(Data entries)
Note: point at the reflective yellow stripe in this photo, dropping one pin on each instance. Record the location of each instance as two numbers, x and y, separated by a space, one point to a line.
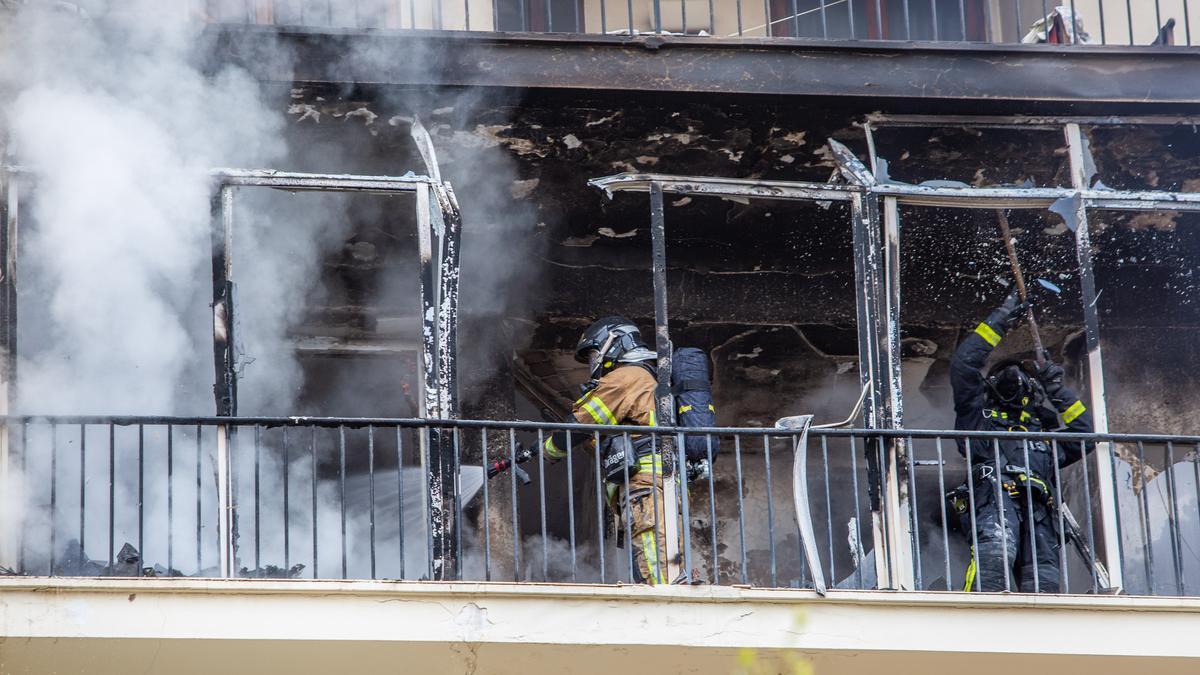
989 334
651 463
599 412
1073 412
552 451
651 550
609 418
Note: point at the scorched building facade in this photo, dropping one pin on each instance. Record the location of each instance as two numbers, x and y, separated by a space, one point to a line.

**Task to complete:**
Write out all of the rows again, including their notes, but shift every x and y coordinate in the answers by -7. Leave the pictures out of your answer.

**Complete output:**
Note: point at the reflective yellow stripe in this photo, dropping one pin on each instance. Record the location of each instance as two numbers, x and y, separated by a space, one point to a line.
982 327
644 456
592 405
1066 405
545 444
644 543
602 411
Note: point at the scorched building facade in this photo, dropping one pin on each instance. Record the location of each instance as two numbers, x and y, separated by a space, one point to a line.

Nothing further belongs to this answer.